* **EXTRACT PROVIDED**:
⟨
The people of Michoacán have lived like that for a year and say the community police have been gradually strengthening. They are said to have initially been created as a defense, but now breathe fear into the people.
These groups have grown so much that even on the Internet some of its members have become famous, as in the case of “Commander Bonita,” a woman who went from a fashion manager to a self-defense group leader because she was tired of the crime.
Or as in the case of “Papa Smurf,” a man who went from being a doctor to carrying a pistol in defense of his land.
In Michoacán, says the woman who wants no part of the self-defense groups, we must flee and it is most unfortunate that many do not have money, because work was cut back as a result of the violence.
THERE IS NO POLITICAL ASYLUM IN THE UNITED STATES
They did not come to Tijuana with empty hands. In addition to clothes, they brought a letter signed by the government of Michoacán.
It says: “The family [name] originally from and residents of Tepaltepec since 24 February, the inhabitants of this town, as well as the municipalities of Buena Vista, Coalcoman and Aquililla are being threatened with death by organized crime, as there is a wave of violence and crime in both their homelands and on the highways, and so far the situation has not improved. As such, we strongly recommend you provide the support and protection they ask for as they have now decided to leave their homes while the danger in their state persists.”
The letter is signed by the Chief Property Registrar, Ramon Contreras Orozco. It is dated January 20 and has the seal of Buena Vista Municipality, amid the golden eagle and the words “United Mexican States.”
Ofelia, her son and her husband arrived at the San Ysidro International Border with that paper, it was their hope to get political asylum, but ended up only with hope.
⟩
* **LISTED RECORDS**:
⟨
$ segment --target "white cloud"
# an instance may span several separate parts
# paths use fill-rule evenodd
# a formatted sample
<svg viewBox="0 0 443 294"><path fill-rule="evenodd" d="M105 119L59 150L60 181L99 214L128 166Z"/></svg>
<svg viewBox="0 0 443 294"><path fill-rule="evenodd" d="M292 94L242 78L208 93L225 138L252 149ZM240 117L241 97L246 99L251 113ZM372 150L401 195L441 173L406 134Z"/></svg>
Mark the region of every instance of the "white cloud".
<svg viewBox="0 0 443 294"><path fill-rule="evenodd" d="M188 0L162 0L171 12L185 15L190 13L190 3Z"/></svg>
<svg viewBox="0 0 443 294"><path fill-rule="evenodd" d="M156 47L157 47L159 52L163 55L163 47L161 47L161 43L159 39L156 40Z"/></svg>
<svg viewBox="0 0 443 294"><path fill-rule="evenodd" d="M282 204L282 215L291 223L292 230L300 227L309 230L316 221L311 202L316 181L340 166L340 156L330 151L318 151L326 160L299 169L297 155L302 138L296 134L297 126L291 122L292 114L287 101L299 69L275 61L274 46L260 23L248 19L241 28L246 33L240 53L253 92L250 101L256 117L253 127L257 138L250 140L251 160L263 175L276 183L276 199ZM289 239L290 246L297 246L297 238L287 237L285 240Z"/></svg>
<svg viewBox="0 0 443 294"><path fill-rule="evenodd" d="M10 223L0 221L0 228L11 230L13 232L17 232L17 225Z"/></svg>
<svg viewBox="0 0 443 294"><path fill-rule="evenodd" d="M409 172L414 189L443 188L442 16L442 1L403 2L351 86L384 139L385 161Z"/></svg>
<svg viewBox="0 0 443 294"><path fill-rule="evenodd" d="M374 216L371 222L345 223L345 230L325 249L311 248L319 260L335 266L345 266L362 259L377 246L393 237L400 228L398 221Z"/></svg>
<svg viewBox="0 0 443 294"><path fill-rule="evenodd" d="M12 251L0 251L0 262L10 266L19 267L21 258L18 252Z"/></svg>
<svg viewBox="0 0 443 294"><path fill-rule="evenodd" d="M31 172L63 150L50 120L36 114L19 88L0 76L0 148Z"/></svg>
⟩
* **WORK TO DO**:
1) Transcribe the Michoacán article from "Ofelia, her son" up to and including "only with hope.".
2) Does the Michoacán article support each statement? Answer yes or no, and quote the words that decide it. (a) The letter bore the seal of Buena Vista Municipality. (b) "Papa Smurf" was a fashion manager before he took up arms. (c) The letter is dated February 24.
The items are separate material from the Michoacán article.

* **RESPONSE LIST**:
1)
Ofelia, her son and her husband arrived at the San Ysidro International Border with that paper, it was their hope to get political asylum, but ended up only with hope.

2)
(a) Yes: "has the seal of Buena Vista Municipality"
(b) No: "a man who went from being a doctor to carrying a pistol in defense of his land"
(c) No: "It is dated January 20"